=== Extrait de page ===
────────────────────
TCHERNOBYL, 29 ans après...

Près de 29 ans après la catastrophe de Tchernobyl, la députée européenne Michele Rivasi (EELV), l'ancienne ministre de l'environnement Corinne Lepage et l'ancien député européen Dany Cohn-Bendit (EELV) appellent à une "expertise indépendante" sur les conséquences de la catastrophe nucléaire.

Voilà 29 ans que le réacteur 4 de la centrale ukrainienne de Tchernobyl explosait. Le temps fait son office et, sans la terrible piqûre de rappel de la catastrophe de Fukushima, on pourrait presque penser que tout est désormais sous contrôle dans la zone d’exclusion et les villes environnantes. Et pourtant, non.
Sur le site, les autorités ukrainiennes se débattent encore avec les déchets et le confinement du cœur du réacteur. L’ancien centre de stockage intermédiaire pour les combustibles usagés doit désormais être remplacé pour des raisons de sûreté, travaux qui nécessitent déjà 140 millions d’euros de plus que les 300 millions prévus.
────────────────────
=== Extrait de données ===
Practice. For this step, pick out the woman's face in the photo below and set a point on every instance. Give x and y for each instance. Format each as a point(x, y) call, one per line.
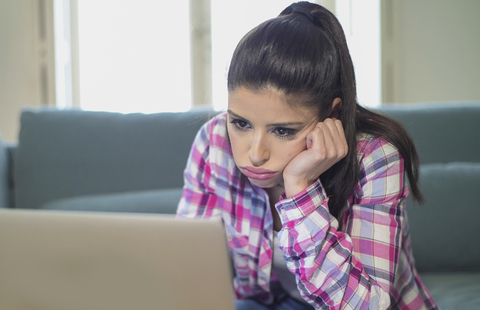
point(266, 133)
────────────────────
=== Exercice court A ===
Recopiez le passage de l'extrait de page qui va de « TCHERNOBYL, 29 ans » jusqu'à « Et pourtant, non. ».
=== Exercice court B ===
Ces affirmations concordent-elles avec l'extrait de page ? Répondez par oui ou non à chacune, en citant les mots décisifs du texte. (i) Le réacteur 4 de la centrale de Tchernobyl a explosé il y a 29 ans. (ii) Les travaux de remplacement du centre de stockage coûtent moins que prévu. (iii) Corinne Lepage est présentée comme députée européenne.
=== Exercice court C ===
Pouvez-vous réécrire sous forme de liste le paragraphe de l'extrait de page qui commence par « Sur le site, les autorités ukrainiennes », en gardant ses faits principaux ?
Ces données n'ont aucun lien avec l'extrait de page.

=== Réponse attendue A ===
TCHERNOBYL, 29 ans après...

Près de 29 ans après la catastrophe de Tchernobyl, la députée européenne Michele Rivasi (EELV), l'ancienne ministre de l'environnement Corinne Lepage et l'ancien député européen Dany Cohn-Bendit (EELV) appellent à une "expertise indépendante" sur les conséquences de la catastrophe nucléaire.

Voilà 29 ans que le réacteur 4 de la centrale ukrainienne de Tchernobyl explosait. Le temps fait son office et, sans la terrible piqûre de rappel de la catastrophe de Fukushima, on pourrait presque penser que tout est désormais sous contrôle dans la zone d’exclusion et les villes environnantes. Et pourtant, non.

=== Réponse attendue B ===
(i) Oui : « Voilà 29 ans que le réacteur 4 de la centrale ukrainienne de Tchernobyl explosait ».
(ii) Non : « travaux qui nécessitent déjà 140 millions d’euros de plus que les 300 millions prévus ».
(iii) Non : « l'ancienne ministre de l'environnement Corinne Lepage ».

=== Réponse attendue C ===
- Les autorités ukrainiennes gèrent encore les déchets et le confinement du cœur du réacteur.
- L'ancien centre de stockage intermédiaire des combustibles usagés doit être remplacé pour des raisons de sûreté.
- Ces travaux exigent déjà 140 millions d'euros de plus que les 300 millions prévus.